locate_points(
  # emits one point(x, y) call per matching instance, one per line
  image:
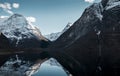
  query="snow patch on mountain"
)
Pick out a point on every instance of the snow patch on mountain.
point(17, 27)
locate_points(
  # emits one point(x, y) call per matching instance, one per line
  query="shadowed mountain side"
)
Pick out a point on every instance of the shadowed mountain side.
point(91, 46)
point(4, 42)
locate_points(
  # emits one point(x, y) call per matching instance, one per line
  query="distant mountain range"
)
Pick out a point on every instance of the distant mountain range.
point(90, 47)
point(21, 32)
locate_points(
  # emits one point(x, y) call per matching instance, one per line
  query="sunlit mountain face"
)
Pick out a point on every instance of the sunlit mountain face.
point(60, 38)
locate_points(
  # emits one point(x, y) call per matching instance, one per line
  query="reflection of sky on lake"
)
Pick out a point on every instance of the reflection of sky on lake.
point(46, 69)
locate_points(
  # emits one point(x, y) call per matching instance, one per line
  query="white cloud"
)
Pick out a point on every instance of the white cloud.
point(16, 5)
point(90, 1)
point(4, 16)
point(31, 19)
point(6, 7)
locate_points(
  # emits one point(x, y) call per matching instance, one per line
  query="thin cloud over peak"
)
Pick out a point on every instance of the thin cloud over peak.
point(7, 7)
point(31, 19)
point(16, 5)
point(89, 1)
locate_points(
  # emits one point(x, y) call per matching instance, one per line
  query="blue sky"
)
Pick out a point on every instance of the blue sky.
point(51, 15)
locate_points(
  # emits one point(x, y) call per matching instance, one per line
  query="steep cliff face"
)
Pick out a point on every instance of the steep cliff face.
point(91, 46)
point(4, 42)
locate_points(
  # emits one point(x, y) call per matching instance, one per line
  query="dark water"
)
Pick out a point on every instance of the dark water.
point(49, 69)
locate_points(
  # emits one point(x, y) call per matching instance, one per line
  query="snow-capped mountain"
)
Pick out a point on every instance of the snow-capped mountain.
point(55, 36)
point(18, 29)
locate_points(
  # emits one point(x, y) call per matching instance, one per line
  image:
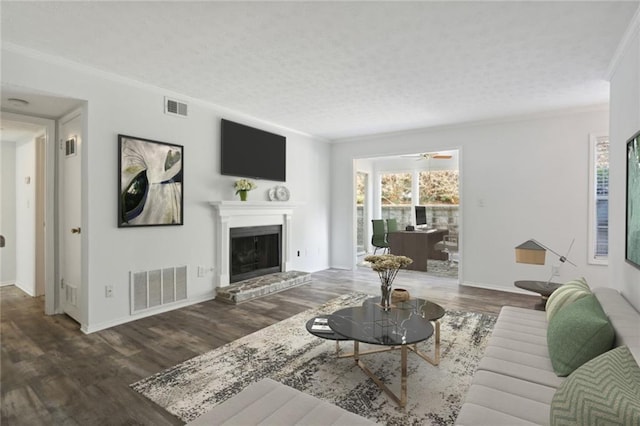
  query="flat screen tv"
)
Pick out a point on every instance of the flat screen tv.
point(421, 215)
point(252, 153)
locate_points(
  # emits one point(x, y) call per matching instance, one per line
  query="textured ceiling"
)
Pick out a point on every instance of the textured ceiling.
point(343, 69)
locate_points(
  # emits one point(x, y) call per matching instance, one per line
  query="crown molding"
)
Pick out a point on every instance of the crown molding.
point(117, 78)
point(631, 32)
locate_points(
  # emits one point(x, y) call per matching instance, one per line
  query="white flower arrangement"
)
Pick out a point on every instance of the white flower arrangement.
point(244, 185)
point(387, 266)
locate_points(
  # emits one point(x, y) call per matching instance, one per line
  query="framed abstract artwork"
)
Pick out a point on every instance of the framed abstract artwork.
point(150, 183)
point(633, 200)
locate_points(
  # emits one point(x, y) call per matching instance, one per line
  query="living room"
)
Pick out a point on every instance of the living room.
point(523, 175)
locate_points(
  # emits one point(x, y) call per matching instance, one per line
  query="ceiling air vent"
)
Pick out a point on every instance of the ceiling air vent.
point(175, 107)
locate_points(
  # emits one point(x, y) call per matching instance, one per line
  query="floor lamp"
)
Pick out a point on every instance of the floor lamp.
point(534, 252)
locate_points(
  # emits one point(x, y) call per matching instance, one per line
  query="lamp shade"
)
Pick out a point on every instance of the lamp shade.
point(530, 252)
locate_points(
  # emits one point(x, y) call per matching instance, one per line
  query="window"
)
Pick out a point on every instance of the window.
point(439, 193)
point(362, 187)
point(598, 199)
point(396, 197)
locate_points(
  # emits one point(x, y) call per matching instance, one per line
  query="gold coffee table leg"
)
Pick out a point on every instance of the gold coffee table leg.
point(402, 400)
point(436, 350)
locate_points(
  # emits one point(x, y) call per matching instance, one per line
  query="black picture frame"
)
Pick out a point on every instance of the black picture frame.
point(632, 247)
point(150, 183)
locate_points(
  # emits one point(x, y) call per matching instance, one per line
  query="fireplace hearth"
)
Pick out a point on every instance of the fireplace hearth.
point(239, 214)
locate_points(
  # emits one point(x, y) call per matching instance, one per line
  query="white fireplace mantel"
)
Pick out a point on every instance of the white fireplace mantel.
point(236, 214)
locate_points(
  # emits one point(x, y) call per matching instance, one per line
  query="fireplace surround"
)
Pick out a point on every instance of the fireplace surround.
point(240, 214)
point(255, 251)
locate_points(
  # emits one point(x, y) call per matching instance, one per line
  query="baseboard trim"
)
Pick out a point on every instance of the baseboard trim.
point(92, 328)
point(511, 289)
point(23, 288)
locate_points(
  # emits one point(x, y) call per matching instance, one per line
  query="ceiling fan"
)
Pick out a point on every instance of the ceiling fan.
point(429, 155)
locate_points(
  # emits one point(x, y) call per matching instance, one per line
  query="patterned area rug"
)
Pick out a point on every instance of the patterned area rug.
point(287, 353)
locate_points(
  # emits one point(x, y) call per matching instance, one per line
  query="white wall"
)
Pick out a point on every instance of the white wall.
point(8, 213)
point(625, 122)
point(25, 202)
point(531, 176)
point(117, 106)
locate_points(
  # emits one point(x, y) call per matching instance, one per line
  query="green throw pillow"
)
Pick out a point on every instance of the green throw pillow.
point(604, 391)
point(578, 333)
point(568, 293)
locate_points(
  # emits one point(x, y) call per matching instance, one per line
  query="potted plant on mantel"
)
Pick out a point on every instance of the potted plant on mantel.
point(243, 186)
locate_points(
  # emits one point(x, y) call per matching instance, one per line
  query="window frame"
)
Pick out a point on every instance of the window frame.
point(592, 258)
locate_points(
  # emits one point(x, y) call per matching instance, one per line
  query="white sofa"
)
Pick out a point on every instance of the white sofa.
point(515, 381)
point(268, 402)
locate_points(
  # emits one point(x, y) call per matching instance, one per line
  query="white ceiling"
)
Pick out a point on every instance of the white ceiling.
point(343, 69)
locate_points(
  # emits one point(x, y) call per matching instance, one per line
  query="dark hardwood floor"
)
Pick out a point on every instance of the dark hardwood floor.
point(53, 374)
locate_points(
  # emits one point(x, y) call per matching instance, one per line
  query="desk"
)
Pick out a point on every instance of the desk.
point(417, 245)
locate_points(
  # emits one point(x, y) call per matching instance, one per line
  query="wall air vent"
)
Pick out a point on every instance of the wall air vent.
point(175, 107)
point(152, 289)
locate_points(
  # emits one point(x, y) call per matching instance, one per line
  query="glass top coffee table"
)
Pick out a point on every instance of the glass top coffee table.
point(401, 327)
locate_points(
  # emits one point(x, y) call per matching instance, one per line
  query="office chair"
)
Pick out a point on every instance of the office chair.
point(450, 243)
point(392, 225)
point(379, 236)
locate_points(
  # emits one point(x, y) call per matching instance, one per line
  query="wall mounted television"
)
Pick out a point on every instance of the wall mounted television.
point(252, 153)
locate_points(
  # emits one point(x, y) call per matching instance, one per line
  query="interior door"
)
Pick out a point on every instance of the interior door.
point(70, 218)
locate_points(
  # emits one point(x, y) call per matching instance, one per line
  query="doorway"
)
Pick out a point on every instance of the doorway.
point(428, 182)
point(23, 215)
point(362, 212)
point(40, 181)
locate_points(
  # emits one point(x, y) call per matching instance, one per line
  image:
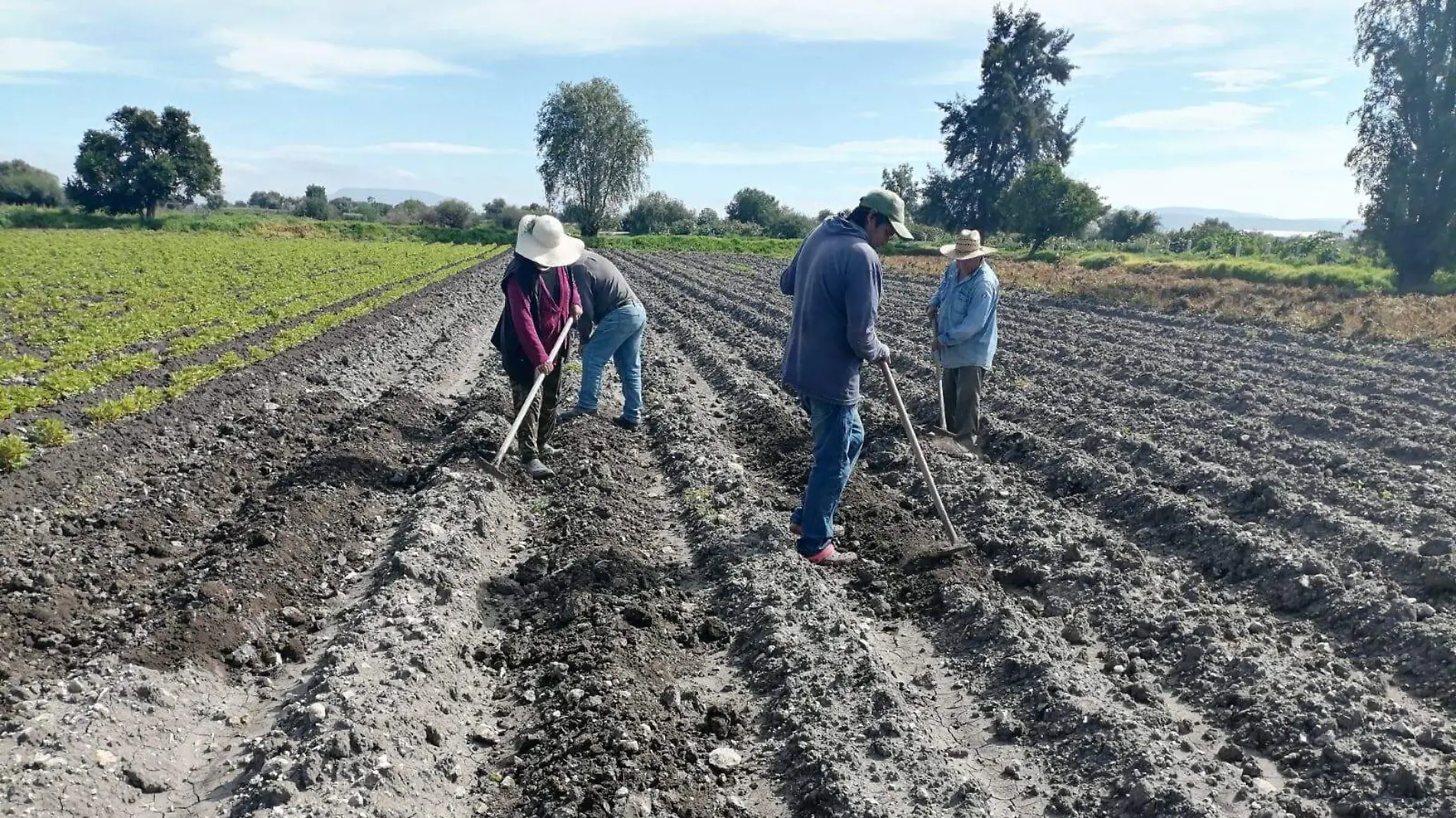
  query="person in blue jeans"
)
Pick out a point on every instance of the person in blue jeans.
point(836, 284)
point(612, 325)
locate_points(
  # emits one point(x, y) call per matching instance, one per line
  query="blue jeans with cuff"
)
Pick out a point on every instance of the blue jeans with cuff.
point(619, 339)
point(838, 438)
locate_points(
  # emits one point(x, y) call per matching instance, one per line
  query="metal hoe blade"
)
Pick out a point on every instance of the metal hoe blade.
point(494, 467)
point(919, 457)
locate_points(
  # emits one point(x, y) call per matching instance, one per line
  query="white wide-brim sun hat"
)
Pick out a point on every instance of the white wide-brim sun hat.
point(543, 240)
point(967, 247)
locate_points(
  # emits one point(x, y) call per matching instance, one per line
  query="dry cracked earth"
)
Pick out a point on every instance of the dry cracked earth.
point(1212, 575)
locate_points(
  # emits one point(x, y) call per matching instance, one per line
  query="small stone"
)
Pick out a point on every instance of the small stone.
point(638, 805)
point(1436, 548)
point(637, 617)
point(146, 780)
point(507, 587)
point(724, 759)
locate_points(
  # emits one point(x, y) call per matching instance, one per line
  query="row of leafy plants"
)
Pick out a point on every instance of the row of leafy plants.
point(16, 450)
point(87, 309)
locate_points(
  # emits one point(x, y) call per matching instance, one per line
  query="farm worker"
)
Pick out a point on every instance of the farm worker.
point(835, 283)
point(612, 325)
point(540, 294)
point(962, 312)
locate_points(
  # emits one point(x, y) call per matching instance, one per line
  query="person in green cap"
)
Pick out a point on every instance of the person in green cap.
point(836, 283)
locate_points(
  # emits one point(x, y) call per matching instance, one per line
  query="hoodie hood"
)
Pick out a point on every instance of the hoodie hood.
point(841, 226)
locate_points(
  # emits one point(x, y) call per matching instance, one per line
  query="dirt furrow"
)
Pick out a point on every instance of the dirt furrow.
point(1229, 433)
point(1094, 424)
point(1072, 712)
point(1346, 695)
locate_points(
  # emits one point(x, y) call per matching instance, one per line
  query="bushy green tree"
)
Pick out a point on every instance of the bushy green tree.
point(142, 162)
point(453, 213)
point(593, 149)
point(1044, 203)
point(755, 207)
point(1014, 123)
point(316, 204)
point(267, 200)
point(655, 213)
point(408, 211)
point(1127, 223)
point(1405, 159)
point(27, 184)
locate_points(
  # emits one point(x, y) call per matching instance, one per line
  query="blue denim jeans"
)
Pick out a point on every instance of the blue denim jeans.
point(619, 339)
point(838, 438)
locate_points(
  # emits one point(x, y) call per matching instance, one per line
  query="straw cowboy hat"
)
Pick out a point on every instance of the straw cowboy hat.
point(967, 247)
point(543, 240)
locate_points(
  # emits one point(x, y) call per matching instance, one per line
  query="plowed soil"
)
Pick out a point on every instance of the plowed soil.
point(1212, 575)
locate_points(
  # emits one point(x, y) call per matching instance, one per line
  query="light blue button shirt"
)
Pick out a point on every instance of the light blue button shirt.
point(966, 323)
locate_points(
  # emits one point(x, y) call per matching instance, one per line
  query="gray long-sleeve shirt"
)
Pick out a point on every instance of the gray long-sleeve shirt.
point(603, 289)
point(836, 284)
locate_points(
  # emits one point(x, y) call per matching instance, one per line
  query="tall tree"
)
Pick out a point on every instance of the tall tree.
point(755, 207)
point(593, 149)
point(315, 204)
point(1127, 224)
point(22, 182)
point(655, 213)
point(143, 160)
point(1044, 203)
point(453, 213)
point(1012, 124)
point(902, 181)
point(1405, 159)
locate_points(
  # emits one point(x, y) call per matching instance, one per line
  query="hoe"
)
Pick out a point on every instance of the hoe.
point(494, 467)
point(957, 545)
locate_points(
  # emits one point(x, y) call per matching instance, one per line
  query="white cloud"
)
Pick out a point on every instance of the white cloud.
point(448, 149)
point(1239, 80)
point(322, 152)
point(1212, 116)
point(1281, 188)
point(325, 43)
point(878, 152)
point(27, 57)
point(318, 64)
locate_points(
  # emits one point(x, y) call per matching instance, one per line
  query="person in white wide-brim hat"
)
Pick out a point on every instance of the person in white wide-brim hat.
point(964, 316)
point(540, 297)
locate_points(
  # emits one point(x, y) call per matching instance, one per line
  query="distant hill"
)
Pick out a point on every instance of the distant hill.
point(388, 195)
point(1179, 218)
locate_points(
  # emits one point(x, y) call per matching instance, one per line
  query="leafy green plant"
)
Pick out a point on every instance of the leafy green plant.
point(14, 453)
point(51, 433)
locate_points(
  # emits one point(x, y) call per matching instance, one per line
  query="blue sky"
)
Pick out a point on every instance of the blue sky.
point(1221, 103)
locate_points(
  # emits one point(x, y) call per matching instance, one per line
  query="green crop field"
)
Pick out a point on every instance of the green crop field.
point(84, 309)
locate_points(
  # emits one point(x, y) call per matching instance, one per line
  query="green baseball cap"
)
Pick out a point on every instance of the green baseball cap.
point(890, 205)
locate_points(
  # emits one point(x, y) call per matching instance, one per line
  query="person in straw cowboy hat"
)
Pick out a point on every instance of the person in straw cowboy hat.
point(540, 296)
point(962, 313)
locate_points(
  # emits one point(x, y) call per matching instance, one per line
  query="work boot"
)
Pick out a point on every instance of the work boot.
point(830, 555)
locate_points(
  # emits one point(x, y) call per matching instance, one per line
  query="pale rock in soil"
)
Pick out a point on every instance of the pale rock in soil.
point(724, 759)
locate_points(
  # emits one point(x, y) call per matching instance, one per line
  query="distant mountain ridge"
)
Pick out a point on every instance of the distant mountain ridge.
point(1181, 218)
point(388, 195)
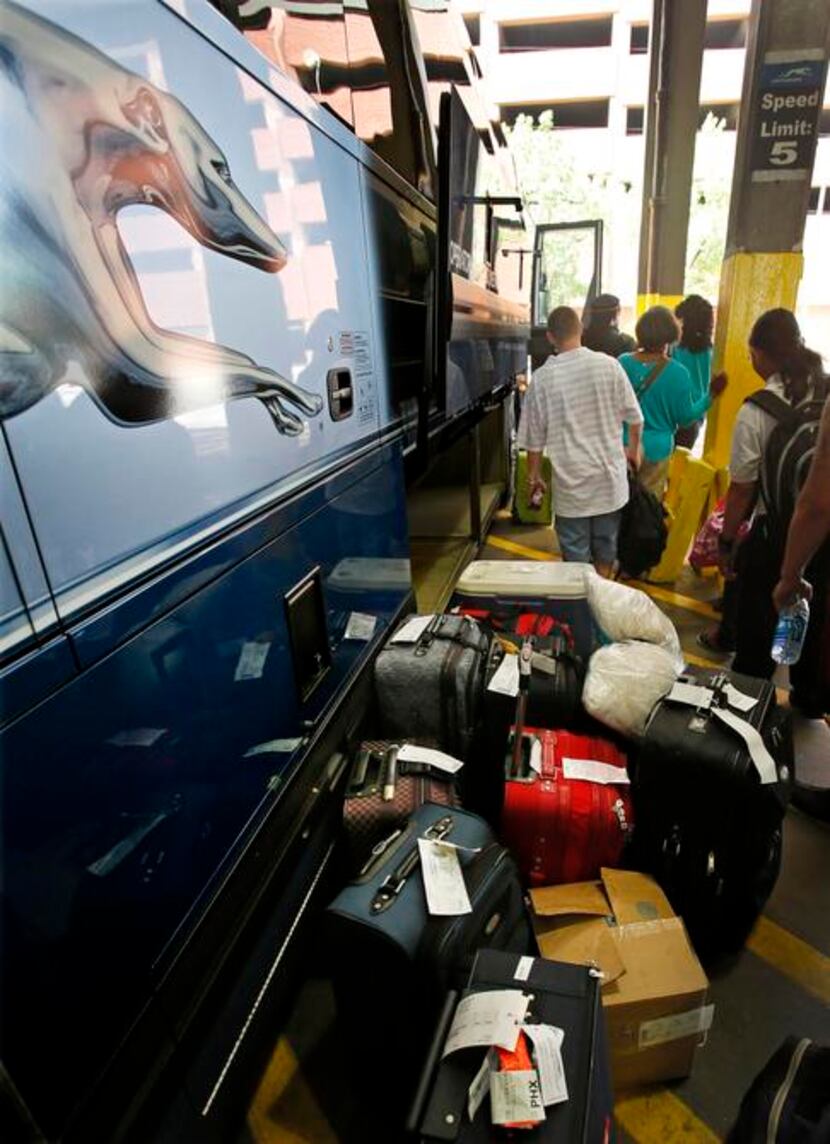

####

### Direction:
Please retype, without any changes, the lines from the very start of the items through the line containing "point(89, 1)", stopping after that line. Leave the pictures out of your copy.

### Output below:
locate_points(
  # emits one point(x, y) call per matching instance, one per line
  image:
  query="snow patch on mountain"
)
Pick out a point on every instance of the snow patch on mountain.
point(17, 27)
locate_points(
  # emits one point(x, y) call per matching instance, one per line
  query="shadowed mountain side"
)
Pick out a point on every instance of the shadowed mountain side.
point(91, 46)
point(4, 42)
locate_points(
  # emits one point(x, y) call per matching instance, one per line
  query="distant mountain range"
)
Pick out a point on every instance of the distant mountain range.
point(90, 47)
point(21, 32)
locate_points(
  # emits one point(x, y) call per matching instance, one per line
  query="sunlit mountain face"
)
Pick out a point on every instance of the sunlit mountain face.
point(60, 38)
locate_points(
  # emits one point(x, y) call per matching instance, one per line
  query="reflection of sky on lake"
)
Pick out a point on every instance of the reflection of sky on lake.
point(46, 69)
locate_points(
  # emits one point(x, y) call per matching instance, one per line
  query="white cloud"
)
Pick out a point on every instance of the white cloud.
point(16, 5)
point(90, 1)
point(4, 16)
point(31, 19)
point(6, 7)
locate_points(
  # emits one point(x, y) call per matching instance, one per line
  query="thin cloud over peak"
)
Pick out a point on every instance of the thin cloud over peak.
point(7, 7)
point(31, 19)
point(16, 5)
point(89, 1)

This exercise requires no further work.